→ What the task requires
Can you copy the rows below word for word, from the start of the rows down through the line containing "121 L 224 119", with both ends included? Leave the pictures out of your answer.

───── Material for this exercise ─────

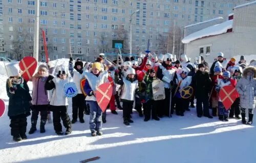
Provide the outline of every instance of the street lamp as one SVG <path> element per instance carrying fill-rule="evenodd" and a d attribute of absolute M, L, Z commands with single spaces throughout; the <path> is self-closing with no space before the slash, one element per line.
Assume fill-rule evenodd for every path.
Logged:
<path fill-rule="evenodd" d="M 131 14 L 131 17 L 130 19 L 130 57 L 132 57 L 132 16 L 133 16 L 133 14 L 136 13 L 136 12 L 138 12 L 140 11 L 140 10 L 137 10 L 134 12 L 132 14 Z"/>

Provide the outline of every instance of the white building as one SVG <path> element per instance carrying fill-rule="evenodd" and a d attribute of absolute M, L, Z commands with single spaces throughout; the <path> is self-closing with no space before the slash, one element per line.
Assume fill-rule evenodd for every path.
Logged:
<path fill-rule="evenodd" d="M 188 57 L 194 59 L 203 55 L 211 64 L 220 51 L 228 60 L 232 57 L 239 60 L 241 55 L 251 59 L 252 55 L 256 55 L 256 1 L 238 6 L 233 10 L 233 15 L 229 15 L 228 20 L 193 33 L 182 39 Z"/>

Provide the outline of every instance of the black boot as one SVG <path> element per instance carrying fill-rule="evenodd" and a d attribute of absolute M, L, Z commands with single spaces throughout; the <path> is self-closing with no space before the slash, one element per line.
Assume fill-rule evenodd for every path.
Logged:
<path fill-rule="evenodd" d="M 31 128 L 30 128 L 30 130 L 29 131 L 29 134 L 32 134 L 36 131 L 36 123 L 37 120 L 31 120 Z"/>
<path fill-rule="evenodd" d="M 40 123 L 40 133 L 44 133 L 46 132 L 46 129 L 45 129 L 45 125 L 46 125 L 47 120 L 42 119 L 41 120 L 41 122 Z"/>
<path fill-rule="evenodd" d="M 217 107 L 212 107 L 212 116 L 213 117 L 216 117 L 217 116 Z"/>
<path fill-rule="evenodd" d="M 249 120 L 248 121 L 247 124 L 250 125 L 252 124 L 252 118 L 253 118 L 253 114 L 249 113 Z"/>
<path fill-rule="evenodd" d="M 128 126 L 130 125 L 130 123 L 129 123 L 129 122 L 128 122 L 128 118 L 123 118 L 123 124 L 124 124 L 126 126 Z"/>
<path fill-rule="evenodd" d="M 246 124 L 246 120 L 245 120 L 245 113 L 241 113 L 241 115 L 242 116 L 242 123 Z"/>
<path fill-rule="evenodd" d="M 220 121 L 223 121 L 224 119 L 223 119 L 223 115 L 219 115 L 219 119 L 220 120 Z"/>

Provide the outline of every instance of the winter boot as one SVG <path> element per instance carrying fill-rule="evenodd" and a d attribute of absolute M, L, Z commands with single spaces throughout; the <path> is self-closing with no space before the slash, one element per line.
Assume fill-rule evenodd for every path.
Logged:
<path fill-rule="evenodd" d="M 126 126 L 128 126 L 130 125 L 130 123 L 129 123 L 129 122 L 128 122 L 128 118 L 123 118 L 123 124 L 124 124 Z"/>
<path fill-rule="evenodd" d="M 31 120 L 31 128 L 30 128 L 30 130 L 29 131 L 29 134 L 32 134 L 36 131 L 37 121 L 35 120 Z"/>
<path fill-rule="evenodd" d="M 47 120 L 41 120 L 41 122 L 40 123 L 40 133 L 45 133 L 46 130 L 45 129 L 45 125 L 46 125 Z"/>
<path fill-rule="evenodd" d="M 246 120 L 245 120 L 245 113 L 241 113 L 241 115 L 242 116 L 242 123 L 246 124 Z"/>
<path fill-rule="evenodd" d="M 252 118 L 253 118 L 253 114 L 249 114 L 249 120 L 248 121 L 247 124 L 251 125 L 252 124 Z"/>
<path fill-rule="evenodd" d="M 217 116 L 217 107 L 212 107 L 212 116 L 213 117 L 216 117 Z"/>
<path fill-rule="evenodd" d="M 65 134 L 70 134 L 72 132 L 72 129 L 71 128 L 71 125 L 68 125 L 67 127 L 67 129 L 65 132 Z"/>
<path fill-rule="evenodd" d="M 219 120 L 220 120 L 220 121 L 223 121 L 224 120 L 224 118 L 223 118 L 223 115 L 219 115 Z"/>
<path fill-rule="evenodd" d="M 52 123 L 52 118 L 51 117 L 51 113 L 49 113 L 47 115 L 47 121 L 48 121 L 49 123 Z"/>

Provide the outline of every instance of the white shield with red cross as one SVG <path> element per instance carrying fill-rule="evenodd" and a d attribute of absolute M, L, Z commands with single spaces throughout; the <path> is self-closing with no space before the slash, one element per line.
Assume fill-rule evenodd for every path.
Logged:
<path fill-rule="evenodd" d="M 37 66 L 37 62 L 34 58 L 27 56 L 20 60 L 18 65 L 20 70 L 23 71 L 23 78 L 28 82 L 35 72 Z"/>
<path fill-rule="evenodd" d="M 226 110 L 228 110 L 237 97 L 237 91 L 232 86 L 226 86 L 222 87 L 219 94 L 221 101 Z"/>
<path fill-rule="evenodd" d="M 113 88 L 110 83 L 103 83 L 96 89 L 96 98 L 99 106 L 105 112 L 112 95 Z"/>
<path fill-rule="evenodd" d="M 0 99 L 0 117 L 3 116 L 5 114 L 5 101 L 2 99 Z"/>

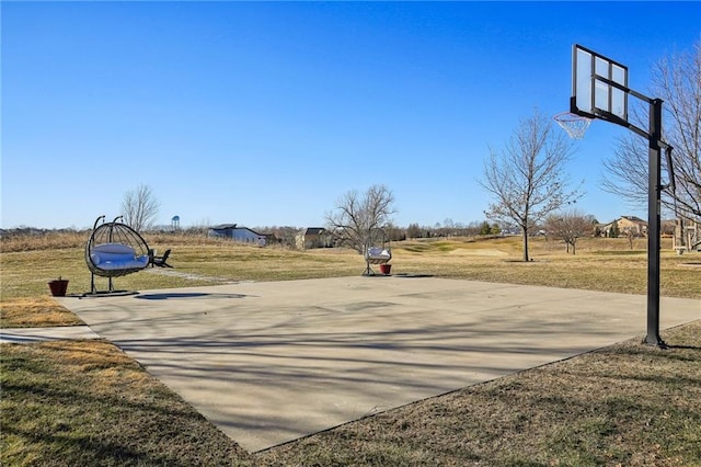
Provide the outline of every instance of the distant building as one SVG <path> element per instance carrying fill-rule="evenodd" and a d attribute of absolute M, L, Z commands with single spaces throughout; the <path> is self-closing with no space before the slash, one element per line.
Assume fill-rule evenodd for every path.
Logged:
<path fill-rule="evenodd" d="M 323 227 L 308 227 L 295 236 L 295 244 L 300 250 L 333 247 L 333 237 Z"/>
<path fill-rule="evenodd" d="M 647 235 L 647 223 L 645 220 L 635 216 L 621 216 L 599 228 L 604 237 L 610 237 L 609 232 L 613 229 L 613 224 L 618 225 L 619 237 L 627 237 L 629 232 L 634 237 L 645 237 Z"/>
<path fill-rule="evenodd" d="M 209 228 L 208 237 L 228 238 L 241 243 L 253 243 L 265 246 L 267 243 L 266 236 L 251 230 L 248 227 L 238 227 L 235 224 L 221 224 Z"/>

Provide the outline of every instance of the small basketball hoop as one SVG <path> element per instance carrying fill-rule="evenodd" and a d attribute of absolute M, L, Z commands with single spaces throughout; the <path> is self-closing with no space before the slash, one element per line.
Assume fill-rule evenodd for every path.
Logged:
<path fill-rule="evenodd" d="M 591 118 L 573 114 L 572 112 L 561 112 L 553 117 L 572 139 L 582 139 L 591 123 Z"/>

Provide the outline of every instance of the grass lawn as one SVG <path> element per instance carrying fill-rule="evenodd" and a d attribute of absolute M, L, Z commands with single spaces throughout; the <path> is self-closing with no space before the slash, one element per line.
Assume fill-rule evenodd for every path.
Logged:
<path fill-rule="evenodd" d="M 119 288 L 357 275 L 359 255 L 258 249 L 172 236 L 169 263 L 189 276 L 140 272 Z M 393 273 L 644 294 L 644 243 L 585 239 L 577 254 L 535 239 L 392 244 Z M 50 254 L 47 254 L 49 252 Z M 699 254 L 663 251 L 662 294 L 701 298 Z M 72 326 L 48 297 L 61 275 L 87 292 L 80 243 L 2 244 L 2 327 Z M 102 286 L 102 284 L 101 284 Z M 246 453 L 105 341 L 2 344 L 2 465 L 701 465 L 701 321 L 411 403 L 261 453 Z"/>

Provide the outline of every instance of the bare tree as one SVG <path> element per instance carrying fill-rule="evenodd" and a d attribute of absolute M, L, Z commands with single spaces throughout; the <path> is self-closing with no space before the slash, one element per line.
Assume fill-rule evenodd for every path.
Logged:
<path fill-rule="evenodd" d="M 595 224 L 591 216 L 585 216 L 577 209 L 553 213 L 545 218 L 545 231 L 549 236 L 565 242 L 565 251 L 577 253 L 577 240 L 594 235 Z"/>
<path fill-rule="evenodd" d="M 124 223 L 140 231 L 150 228 L 158 215 L 160 204 L 149 185 L 139 184 L 129 190 L 122 200 L 122 215 Z"/>
<path fill-rule="evenodd" d="M 384 185 L 372 185 L 361 196 L 356 191 L 341 196 L 325 216 L 326 228 L 341 244 L 363 253 L 372 232 L 384 227 L 394 213 L 392 192 Z"/>
<path fill-rule="evenodd" d="M 651 93 L 664 103 L 664 138 L 674 147 L 676 192 L 665 191 L 662 203 L 676 215 L 701 220 L 701 42 L 692 52 L 674 54 L 653 67 Z M 645 128 L 644 109 L 631 112 Z M 647 203 L 647 140 L 628 134 L 618 140 L 611 159 L 605 161 L 602 189 L 634 206 Z M 667 161 L 663 166 L 669 178 Z"/>
<path fill-rule="evenodd" d="M 524 238 L 528 261 L 528 236 L 548 214 L 576 202 L 577 190 L 567 191 L 565 164 L 572 143 L 554 132 L 552 121 L 538 111 L 521 119 L 501 152 L 491 150 L 480 184 L 495 198 L 485 212 L 503 224 L 516 223 Z"/>

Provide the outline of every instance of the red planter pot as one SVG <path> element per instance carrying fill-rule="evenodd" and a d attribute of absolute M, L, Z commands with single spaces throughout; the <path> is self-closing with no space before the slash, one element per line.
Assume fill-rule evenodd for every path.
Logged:
<path fill-rule="evenodd" d="M 65 297 L 68 289 L 68 281 L 59 278 L 58 281 L 51 281 L 48 283 L 48 288 L 51 291 L 54 297 Z"/>

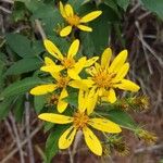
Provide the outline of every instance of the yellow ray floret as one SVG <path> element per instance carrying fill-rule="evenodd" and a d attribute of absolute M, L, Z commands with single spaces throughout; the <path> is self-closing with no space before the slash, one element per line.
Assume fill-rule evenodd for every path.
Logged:
<path fill-rule="evenodd" d="M 46 58 L 46 65 L 41 67 L 41 71 L 46 71 L 49 73 L 67 70 L 67 74 L 71 78 L 80 79 L 78 74 L 83 71 L 83 68 L 92 65 L 99 59 L 98 57 L 95 57 L 87 60 L 86 57 L 83 57 L 78 61 L 76 61 L 75 55 L 77 54 L 77 51 L 79 49 L 78 39 L 75 39 L 72 42 L 66 55 L 63 55 L 58 47 L 50 40 L 45 39 L 43 43 L 47 51 L 61 62 L 61 65 L 55 65 L 49 58 Z"/>
<path fill-rule="evenodd" d="M 91 27 L 86 26 L 84 24 L 97 18 L 102 13 L 102 11 L 92 11 L 87 15 L 80 17 L 74 13 L 74 10 L 71 4 L 65 4 L 63 7 L 61 1 L 60 1 L 60 12 L 61 15 L 64 17 L 65 22 L 67 23 L 67 26 L 60 32 L 60 36 L 62 37 L 70 35 L 73 27 L 77 27 L 84 32 L 92 32 Z"/>
<path fill-rule="evenodd" d="M 93 101 L 93 102 L 92 102 Z M 104 133 L 121 133 L 121 127 L 106 120 L 99 117 L 90 117 L 93 109 L 91 104 L 96 103 L 97 96 L 95 91 L 84 92 L 79 90 L 78 95 L 78 110 L 74 113 L 73 116 L 65 116 L 54 113 L 42 113 L 38 117 L 40 120 L 51 122 L 54 124 L 72 124 L 70 128 L 67 128 L 59 139 L 59 148 L 66 149 L 68 148 L 78 130 L 82 130 L 84 134 L 85 142 L 88 148 L 97 155 L 102 155 L 102 146 L 98 137 L 92 133 L 89 126 L 95 129 L 104 131 Z M 93 104 L 95 108 L 96 104 Z"/>
<path fill-rule="evenodd" d="M 57 109 L 60 113 L 64 112 L 68 104 L 64 100 L 64 98 L 68 96 L 68 92 L 66 90 L 68 86 L 83 90 L 87 90 L 91 86 L 91 83 L 87 79 L 75 80 L 71 79 L 68 76 L 63 76 L 60 73 L 51 73 L 51 75 L 54 78 L 53 84 L 43 84 L 40 86 L 36 86 L 30 90 L 30 93 L 34 96 L 41 96 L 47 93 L 53 95 L 54 90 L 60 90 L 57 103 Z"/>
<path fill-rule="evenodd" d="M 91 76 L 92 89 L 95 89 L 103 101 L 114 103 L 116 101 L 116 88 L 129 91 L 138 91 L 139 86 L 128 79 L 125 79 L 129 71 L 129 63 L 126 62 L 127 50 L 123 50 L 111 63 L 112 51 L 106 48 L 101 55 L 101 63 L 95 63 L 95 66 L 87 68 Z"/>

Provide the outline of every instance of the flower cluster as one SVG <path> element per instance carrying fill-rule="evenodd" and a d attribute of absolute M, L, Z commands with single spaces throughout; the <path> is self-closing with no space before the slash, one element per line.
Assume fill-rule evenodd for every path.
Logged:
<path fill-rule="evenodd" d="M 64 37 L 71 34 L 74 28 L 91 32 L 92 28 L 84 25 L 101 15 L 101 11 L 92 11 L 85 16 L 75 14 L 70 4 L 63 5 L 60 2 L 60 12 L 66 27 L 61 29 L 60 36 Z M 129 70 L 127 60 L 127 50 L 120 52 L 114 59 L 112 50 L 103 50 L 101 58 L 78 57 L 80 40 L 71 41 L 67 53 L 63 53 L 51 40 L 43 40 L 45 48 L 50 57 L 45 58 L 45 64 L 40 71 L 50 75 L 48 83 L 36 86 L 30 90 L 34 96 L 49 95 L 49 103 L 57 104 L 59 113 L 41 113 L 40 120 L 54 124 L 71 124 L 65 128 L 59 139 L 59 148 L 67 149 L 75 138 L 78 130 L 84 134 L 85 142 L 88 148 L 97 155 L 102 155 L 102 143 L 92 133 L 92 128 L 101 130 L 102 134 L 118 134 L 122 127 L 109 117 L 96 113 L 100 102 L 110 104 L 115 103 L 118 99 L 115 93 L 116 89 L 136 92 L 139 86 L 129 79 L 126 75 Z M 66 98 L 71 92 L 77 92 L 78 104 L 73 106 Z M 66 112 L 65 112 L 66 110 Z M 68 110 L 73 112 L 67 114 Z"/>

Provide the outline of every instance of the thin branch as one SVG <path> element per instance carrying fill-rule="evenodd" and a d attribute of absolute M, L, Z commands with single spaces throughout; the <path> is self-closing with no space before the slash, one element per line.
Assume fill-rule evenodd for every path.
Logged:
<path fill-rule="evenodd" d="M 39 20 L 35 20 L 35 24 L 36 24 L 36 27 L 37 27 L 37 29 L 38 29 L 38 32 L 39 32 L 41 38 L 42 38 L 42 39 L 46 39 L 47 36 L 46 36 L 46 34 L 45 34 L 45 30 L 43 30 L 43 28 L 42 28 L 42 26 L 41 26 L 40 21 L 39 21 Z"/>
<path fill-rule="evenodd" d="M 29 152 L 29 163 L 35 163 L 35 158 L 34 158 L 34 150 L 33 150 L 33 145 L 32 140 L 29 138 L 30 136 L 30 103 L 28 101 L 28 93 L 26 93 L 26 102 L 25 102 L 25 124 L 26 124 L 26 136 L 27 136 L 27 146 L 28 146 L 28 152 Z"/>
<path fill-rule="evenodd" d="M 20 151 L 21 163 L 25 163 L 24 154 L 23 154 L 23 150 L 22 150 L 22 146 L 21 146 L 21 138 L 18 136 L 18 130 L 17 130 L 17 127 L 16 127 L 16 124 L 15 124 L 15 120 L 14 120 L 12 114 L 10 114 L 9 117 L 11 120 L 13 131 L 15 134 L 15 141 L 16 141 L 16 145 L 17 145 L 17 149 Z"/>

─────

→ Complete answer
Provide the outline of every instance of the street lamp as one SVG <path> element per instance carrying fill-rule="evenodd" and a d attribute of absolute M, L, Z commands with single spaces throughout; the <path> is self-closing with no space before the slash, one element per line.
Assume fill-rule evenodd for every path.
Logged:
<path fill-rule="evenodd" d="M 131 14 L 131 17 L 130 19 L 130 57 L 132 57 L 132 16 L 133 16 L 133 14 L 136 13 L 136 12 L 138 12 L 140 11 L 140 10 L 137 10 L 134 12 L 132 14 Z"/>

Provide the outline of every instance of the white building as one SVG <path> element per instance carrying fill-rule="evenodd" and a d attribute of absolute M, L, Z commands with single spaces throughout; the <path> is self-closing with no space before the slash, one element per line.
Assume fill-rule evenodd for every path.
Logged:
<path fill-rule="evenodd" d="M 188 57 L 194 59 L 203 55 L 211 64 L 220 51 L 228 60 L 232 57 L 239 60 L 241 55 L 251 59 L 252 55 L 256 55 L 256 1 L 238 6 L 233 10 L 233 15 L 229 15 L 228 20 L 193 33 L 182 39 Z"/>

Provide the outline of every instance of the black boot as one SVG <path> element per instance carrying fill-rule="evenodd" and a d attribute of absolute M, L, Z commands with single spaces throughout; the <path> is self-closing with no space before the slash, one element per line.
Assume fill-rule evenodd for every path.
Logged:
<path fill-rule="evenodd" d="M 31 128 L 30 128 L 30 130 L 29 131 L 29 134 L 32 134 L 36 131 L 36 123 L 37 120 L 31 120 Z"/>
<path fill-rule="evenodd" d="M 40 123 L 40 133 L 44 133 L 46 132 L 46 129 L 45 129 L 45 125 L 46 125 L 47 120 L 42 119 L 41 120 L 41 122 Z"/>
<path fill-rule="evenodd" d="M 217 107 L 212 107 L 212 116 L 213 117 L 216 117 L 217 116 Z"/>
<path fill-rule="evenodd" d="M 249 120 L 248 121 L 247 124 L 250 125 L 252 124 L 252 118 L 253 118 L 253 114 L 249 113 Z"/>
<path fill-rule="evenodd" d="M 128 126 L 130 125 L 130 123 L 129 123 L 129 122 L 128 122 L 128 118 L 123 118 L 123 124 L 124 124 L 126 126 Z"/>
<path fill-rule="evenodd" d="M 246 124 L 246 120 L 245 120 L 245 113 L 241 113 L 241 115 L 242 116 L 242 123 Z"/>
<path fill-rule="evenodd" d="M 220 121 L 223 121 L 224 119 L 223 119 L 223 115 L 219 115 L 219 119 L 220 120 Z"/>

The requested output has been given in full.